WHAT NEEDS TO BE DONE >>
Resume the piece below comparing AI agents, chatbots, and LLM apps, starting right after its last sentence.

EXTRACT TO READ >>
*****

AI Agents vs Chatbots vs LLM Apps [Simple Breakdown]
By now, everyone probably knows what a chatbot is. Think ChatGPT, Google's Gemini, or one of the other half dozen AI chatbots you've probably used. Now that AI is getting more sophisticated, the developers are starting to break down newer functionality into smaller tidbits. That's where AI Agents and LLM Apps come in.
So what the heck is the difference?

What are LLM Apps?
If you've ever been in a meeting where there's an AI bot that listens and then summarizes the meeting, that's an LLM app.
LLM stands for Large Language Model. LLM is an AI system trained on massive amounts of text. Any of the chatbots you have used are using LLM at the core. But for this conversation, when someone says LLM, think AI, they are just trying to sound smart. (That's why I'll continue to use it so you think I'm smart)
LLM Apps is a fancy way to say an AI app that's designed to do one specific task.
An LLM app is almost like putting a chatbot on rails. You're saying, "I'll give you X. You give me back Y. "
Let's say I made a website. It had one input, French text. You put in French text, the website puts the text into an AI model and tells it "translate this to English," and it outputs text that translates the French. That's an LLM app.

*****

DATA FOR ANALYSIS >>
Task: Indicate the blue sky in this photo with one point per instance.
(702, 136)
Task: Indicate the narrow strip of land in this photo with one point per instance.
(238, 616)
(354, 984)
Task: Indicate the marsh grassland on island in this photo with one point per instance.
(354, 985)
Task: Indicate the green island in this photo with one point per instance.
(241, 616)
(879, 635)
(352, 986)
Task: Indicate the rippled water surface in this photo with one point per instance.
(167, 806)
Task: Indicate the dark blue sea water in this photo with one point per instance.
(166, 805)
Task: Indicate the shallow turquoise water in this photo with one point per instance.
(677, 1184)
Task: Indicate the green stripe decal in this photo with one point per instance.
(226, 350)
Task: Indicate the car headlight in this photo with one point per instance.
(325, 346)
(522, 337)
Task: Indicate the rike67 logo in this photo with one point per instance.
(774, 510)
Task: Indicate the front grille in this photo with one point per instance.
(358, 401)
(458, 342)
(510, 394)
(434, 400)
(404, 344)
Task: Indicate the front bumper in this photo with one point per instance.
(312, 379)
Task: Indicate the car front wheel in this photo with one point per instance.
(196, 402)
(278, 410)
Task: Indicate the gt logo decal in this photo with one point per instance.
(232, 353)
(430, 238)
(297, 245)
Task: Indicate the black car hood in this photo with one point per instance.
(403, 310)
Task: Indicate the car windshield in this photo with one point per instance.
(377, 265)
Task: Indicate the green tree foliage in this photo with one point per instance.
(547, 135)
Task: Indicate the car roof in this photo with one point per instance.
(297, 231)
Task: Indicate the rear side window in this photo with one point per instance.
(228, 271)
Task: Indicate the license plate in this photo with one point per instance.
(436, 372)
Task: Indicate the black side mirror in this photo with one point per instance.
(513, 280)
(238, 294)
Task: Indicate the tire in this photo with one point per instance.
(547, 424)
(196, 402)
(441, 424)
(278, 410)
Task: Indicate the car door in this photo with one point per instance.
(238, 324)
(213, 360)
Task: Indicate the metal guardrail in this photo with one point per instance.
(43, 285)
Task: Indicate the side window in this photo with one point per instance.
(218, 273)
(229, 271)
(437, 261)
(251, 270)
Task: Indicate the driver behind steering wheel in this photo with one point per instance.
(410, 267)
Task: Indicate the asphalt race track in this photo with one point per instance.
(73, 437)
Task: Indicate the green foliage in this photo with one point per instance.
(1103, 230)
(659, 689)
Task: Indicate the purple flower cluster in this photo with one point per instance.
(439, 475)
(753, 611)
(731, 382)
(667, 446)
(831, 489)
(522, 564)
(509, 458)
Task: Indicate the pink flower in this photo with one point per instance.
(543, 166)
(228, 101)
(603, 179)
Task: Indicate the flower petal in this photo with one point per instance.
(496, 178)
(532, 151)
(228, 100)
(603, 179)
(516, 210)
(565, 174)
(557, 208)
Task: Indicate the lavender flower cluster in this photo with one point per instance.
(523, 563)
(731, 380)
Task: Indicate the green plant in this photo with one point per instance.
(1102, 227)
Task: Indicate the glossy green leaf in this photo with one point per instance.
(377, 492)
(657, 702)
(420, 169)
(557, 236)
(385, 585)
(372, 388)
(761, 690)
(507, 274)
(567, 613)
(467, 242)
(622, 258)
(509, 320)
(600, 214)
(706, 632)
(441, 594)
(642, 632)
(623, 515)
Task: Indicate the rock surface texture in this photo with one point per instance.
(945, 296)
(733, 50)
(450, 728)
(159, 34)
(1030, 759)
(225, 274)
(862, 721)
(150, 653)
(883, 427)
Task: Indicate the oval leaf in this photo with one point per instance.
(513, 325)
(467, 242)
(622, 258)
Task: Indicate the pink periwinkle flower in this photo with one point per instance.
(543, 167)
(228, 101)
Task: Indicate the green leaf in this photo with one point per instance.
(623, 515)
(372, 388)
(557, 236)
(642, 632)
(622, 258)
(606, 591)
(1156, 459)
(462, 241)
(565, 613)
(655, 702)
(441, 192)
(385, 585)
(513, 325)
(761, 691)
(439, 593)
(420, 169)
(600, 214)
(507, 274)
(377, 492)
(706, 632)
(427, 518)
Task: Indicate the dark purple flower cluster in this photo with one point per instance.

*****

SOLVED PROBLEM >>
The takeaway: LLM Apps use AI to perform one specific task.
What are AI Agents?
AI agents are the next phase of development for AI. At least, they will be.
While we are starting to use the term AI agent more and more, I don't believe most are really there, yet.
AI agents are supposed to be able to solve the problem for you.
When I think AI agent, I think of this: You give the AI agent a goal. "Why did our sales drop in July?" The AI agent should search through your entire library of data. Find the sales books. Understand that you're a brick-and-mortar store located in Philadelphia. Check the weather for Philadelphia. Recognize that it rained a lot in Philadelphia in July. Find local road closures, detours, and search social media. And understand that you had less foot traffic going past your store, so you had fewer walk-ins.
Most AI agents today aren't that. Most AI agents today are truly LLM apps + chatbots. But the lines are blurry.
The do it for me test
Here's a very simple AI agent: Let's say you create an "HR Agent"; it can answer employees' questions about HR, but it can also fill out forms or update data on behalf of the users. Now, that would be an agent. If I said to the "HR Agent" I have a new phone number, update my contact information. And it said, "You can do it by going HERE," that's not an AI agent. An AI agent would get that information from you and update your contact information in all the places it needs to be updated across your organization.
An LLM app tells you where the finish line is; an agent crosses it for you.
AI agents have the real possibility of replacing employees.
A simple analogy
Chatbot: A helpful intern who answers questions.
LLM app: The intern can now perform one specific task. It can only perform that one task.
AI Agent: The intern can now:
- Read the company-wide documents
- Decide what to do
- Update the systems
- Email stakeholders
- File tickets
- Complete tasks
Each has a completely different level of capability.